TASK INSTRUCTIONS:
Count the lines below that contain the word "black", and give only the number.

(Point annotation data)
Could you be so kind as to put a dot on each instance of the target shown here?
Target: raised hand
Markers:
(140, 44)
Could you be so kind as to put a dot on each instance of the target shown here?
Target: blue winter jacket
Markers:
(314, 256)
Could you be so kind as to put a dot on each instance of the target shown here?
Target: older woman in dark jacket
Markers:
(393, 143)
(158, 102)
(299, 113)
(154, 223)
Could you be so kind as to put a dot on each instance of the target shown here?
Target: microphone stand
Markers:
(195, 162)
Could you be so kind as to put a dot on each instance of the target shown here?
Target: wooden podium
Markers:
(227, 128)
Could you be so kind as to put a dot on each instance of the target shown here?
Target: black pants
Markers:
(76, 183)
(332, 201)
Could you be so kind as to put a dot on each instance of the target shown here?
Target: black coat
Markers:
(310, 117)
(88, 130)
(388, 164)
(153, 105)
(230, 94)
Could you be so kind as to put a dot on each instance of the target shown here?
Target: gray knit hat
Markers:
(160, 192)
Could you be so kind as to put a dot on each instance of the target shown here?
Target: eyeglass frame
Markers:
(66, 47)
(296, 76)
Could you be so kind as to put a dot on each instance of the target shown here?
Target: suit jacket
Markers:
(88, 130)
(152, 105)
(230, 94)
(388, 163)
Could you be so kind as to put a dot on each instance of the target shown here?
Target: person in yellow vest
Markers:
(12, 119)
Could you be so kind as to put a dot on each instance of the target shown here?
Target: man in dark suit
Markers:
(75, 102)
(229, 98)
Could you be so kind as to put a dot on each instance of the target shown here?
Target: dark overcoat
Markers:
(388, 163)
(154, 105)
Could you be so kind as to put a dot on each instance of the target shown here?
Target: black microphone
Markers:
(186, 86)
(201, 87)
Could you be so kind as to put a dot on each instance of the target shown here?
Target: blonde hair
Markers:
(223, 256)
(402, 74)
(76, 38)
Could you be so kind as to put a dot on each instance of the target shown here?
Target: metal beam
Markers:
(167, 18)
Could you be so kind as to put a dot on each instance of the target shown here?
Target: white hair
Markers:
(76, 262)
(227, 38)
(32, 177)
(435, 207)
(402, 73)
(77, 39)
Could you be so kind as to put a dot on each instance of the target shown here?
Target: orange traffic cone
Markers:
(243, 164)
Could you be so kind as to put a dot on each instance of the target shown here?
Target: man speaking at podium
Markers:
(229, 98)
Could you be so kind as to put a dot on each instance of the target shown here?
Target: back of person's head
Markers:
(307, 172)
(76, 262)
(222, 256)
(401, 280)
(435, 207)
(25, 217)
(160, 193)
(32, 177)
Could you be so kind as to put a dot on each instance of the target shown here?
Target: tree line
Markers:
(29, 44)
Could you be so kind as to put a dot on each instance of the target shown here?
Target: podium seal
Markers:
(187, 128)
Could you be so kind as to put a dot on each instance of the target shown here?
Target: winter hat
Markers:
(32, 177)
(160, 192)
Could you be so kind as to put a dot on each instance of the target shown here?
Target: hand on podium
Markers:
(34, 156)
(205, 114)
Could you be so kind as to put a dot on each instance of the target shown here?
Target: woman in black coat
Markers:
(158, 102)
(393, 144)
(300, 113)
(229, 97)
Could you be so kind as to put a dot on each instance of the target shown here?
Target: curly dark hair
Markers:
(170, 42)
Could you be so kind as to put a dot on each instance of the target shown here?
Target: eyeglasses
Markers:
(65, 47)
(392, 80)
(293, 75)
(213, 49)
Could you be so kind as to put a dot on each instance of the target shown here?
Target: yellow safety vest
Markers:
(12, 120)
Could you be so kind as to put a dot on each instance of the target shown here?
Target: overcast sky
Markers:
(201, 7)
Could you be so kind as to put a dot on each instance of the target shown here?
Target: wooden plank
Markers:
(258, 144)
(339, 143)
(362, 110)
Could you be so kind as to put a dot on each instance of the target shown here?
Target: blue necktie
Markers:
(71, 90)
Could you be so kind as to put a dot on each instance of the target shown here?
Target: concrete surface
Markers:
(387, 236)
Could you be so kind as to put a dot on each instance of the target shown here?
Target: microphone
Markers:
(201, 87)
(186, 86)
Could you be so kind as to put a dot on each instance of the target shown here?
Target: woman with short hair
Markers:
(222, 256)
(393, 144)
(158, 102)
==
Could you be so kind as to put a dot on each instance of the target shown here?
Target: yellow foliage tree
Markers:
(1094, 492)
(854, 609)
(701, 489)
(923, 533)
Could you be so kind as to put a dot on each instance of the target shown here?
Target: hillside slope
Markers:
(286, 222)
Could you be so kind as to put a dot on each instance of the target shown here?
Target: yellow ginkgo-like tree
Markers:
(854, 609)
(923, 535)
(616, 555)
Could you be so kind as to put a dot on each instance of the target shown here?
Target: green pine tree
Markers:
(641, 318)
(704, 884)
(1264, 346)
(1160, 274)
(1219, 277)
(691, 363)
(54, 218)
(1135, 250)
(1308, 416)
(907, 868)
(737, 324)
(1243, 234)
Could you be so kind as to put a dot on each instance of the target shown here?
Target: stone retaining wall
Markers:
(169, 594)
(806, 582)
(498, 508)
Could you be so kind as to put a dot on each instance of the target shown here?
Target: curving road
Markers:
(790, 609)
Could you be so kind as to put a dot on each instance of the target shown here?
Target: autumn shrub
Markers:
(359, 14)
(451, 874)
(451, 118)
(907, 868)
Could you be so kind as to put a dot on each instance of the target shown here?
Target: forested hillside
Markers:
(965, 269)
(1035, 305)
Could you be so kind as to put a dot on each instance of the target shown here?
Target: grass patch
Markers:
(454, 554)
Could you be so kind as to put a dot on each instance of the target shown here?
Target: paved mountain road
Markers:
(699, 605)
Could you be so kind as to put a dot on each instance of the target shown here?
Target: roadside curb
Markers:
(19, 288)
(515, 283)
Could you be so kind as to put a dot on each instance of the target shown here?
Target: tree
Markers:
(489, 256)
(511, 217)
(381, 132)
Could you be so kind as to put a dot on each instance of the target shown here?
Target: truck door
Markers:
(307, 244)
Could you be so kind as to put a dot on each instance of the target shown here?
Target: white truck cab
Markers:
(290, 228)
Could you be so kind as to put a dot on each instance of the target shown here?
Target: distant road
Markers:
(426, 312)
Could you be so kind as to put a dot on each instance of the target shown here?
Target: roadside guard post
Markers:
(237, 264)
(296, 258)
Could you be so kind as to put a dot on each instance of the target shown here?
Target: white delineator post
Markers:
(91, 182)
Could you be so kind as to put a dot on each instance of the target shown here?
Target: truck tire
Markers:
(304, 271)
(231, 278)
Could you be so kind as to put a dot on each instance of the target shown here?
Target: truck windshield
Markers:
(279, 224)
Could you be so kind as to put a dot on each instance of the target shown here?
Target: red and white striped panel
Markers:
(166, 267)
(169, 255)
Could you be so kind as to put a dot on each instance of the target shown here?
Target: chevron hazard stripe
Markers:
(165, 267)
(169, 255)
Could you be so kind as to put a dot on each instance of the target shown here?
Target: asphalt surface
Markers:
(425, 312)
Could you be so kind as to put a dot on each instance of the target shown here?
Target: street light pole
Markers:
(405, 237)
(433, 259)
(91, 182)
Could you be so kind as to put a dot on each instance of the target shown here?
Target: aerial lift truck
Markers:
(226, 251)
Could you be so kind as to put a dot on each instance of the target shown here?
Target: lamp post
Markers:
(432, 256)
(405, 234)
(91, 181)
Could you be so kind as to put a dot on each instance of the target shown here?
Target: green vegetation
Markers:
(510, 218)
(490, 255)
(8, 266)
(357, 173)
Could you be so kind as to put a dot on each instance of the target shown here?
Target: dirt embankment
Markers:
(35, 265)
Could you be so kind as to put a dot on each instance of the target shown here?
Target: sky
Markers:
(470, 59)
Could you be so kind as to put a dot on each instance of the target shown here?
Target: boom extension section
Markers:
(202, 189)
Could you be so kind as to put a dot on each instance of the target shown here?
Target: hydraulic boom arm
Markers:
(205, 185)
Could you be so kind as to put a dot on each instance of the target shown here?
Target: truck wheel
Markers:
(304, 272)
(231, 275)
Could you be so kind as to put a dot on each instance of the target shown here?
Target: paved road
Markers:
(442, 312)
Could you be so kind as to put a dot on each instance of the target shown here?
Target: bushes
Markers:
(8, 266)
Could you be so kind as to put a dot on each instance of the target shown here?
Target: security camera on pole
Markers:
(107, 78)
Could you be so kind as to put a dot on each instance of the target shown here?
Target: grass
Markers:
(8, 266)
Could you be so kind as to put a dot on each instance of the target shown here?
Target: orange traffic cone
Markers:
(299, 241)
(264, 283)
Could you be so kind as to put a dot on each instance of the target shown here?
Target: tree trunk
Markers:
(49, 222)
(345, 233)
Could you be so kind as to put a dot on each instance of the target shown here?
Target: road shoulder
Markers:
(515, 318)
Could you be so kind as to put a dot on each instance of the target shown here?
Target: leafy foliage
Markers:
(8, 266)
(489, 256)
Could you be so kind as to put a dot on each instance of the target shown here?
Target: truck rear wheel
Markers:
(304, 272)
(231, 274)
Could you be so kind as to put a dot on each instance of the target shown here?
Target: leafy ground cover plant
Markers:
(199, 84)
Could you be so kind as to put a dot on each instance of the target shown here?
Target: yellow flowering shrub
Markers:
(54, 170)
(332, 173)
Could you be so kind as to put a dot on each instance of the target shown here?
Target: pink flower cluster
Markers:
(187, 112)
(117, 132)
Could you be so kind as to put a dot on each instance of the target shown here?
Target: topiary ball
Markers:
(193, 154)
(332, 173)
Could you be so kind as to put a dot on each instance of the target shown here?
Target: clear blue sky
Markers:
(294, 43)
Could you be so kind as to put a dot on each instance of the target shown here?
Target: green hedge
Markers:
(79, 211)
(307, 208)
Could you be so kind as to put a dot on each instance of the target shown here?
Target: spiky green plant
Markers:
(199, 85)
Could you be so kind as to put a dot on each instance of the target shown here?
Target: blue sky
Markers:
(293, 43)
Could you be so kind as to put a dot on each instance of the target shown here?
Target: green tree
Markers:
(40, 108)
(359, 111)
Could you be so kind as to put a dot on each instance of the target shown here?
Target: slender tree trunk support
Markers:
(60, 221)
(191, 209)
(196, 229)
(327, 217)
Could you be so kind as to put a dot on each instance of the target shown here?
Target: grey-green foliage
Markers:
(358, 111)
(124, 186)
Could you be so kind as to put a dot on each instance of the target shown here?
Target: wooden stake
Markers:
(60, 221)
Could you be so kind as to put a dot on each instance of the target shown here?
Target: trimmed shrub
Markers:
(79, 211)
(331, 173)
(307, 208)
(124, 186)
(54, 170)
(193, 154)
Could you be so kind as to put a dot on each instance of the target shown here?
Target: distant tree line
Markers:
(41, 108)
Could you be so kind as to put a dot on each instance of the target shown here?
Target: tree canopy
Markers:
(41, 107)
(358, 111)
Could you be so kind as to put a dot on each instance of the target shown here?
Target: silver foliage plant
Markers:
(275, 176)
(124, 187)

RESULT:
4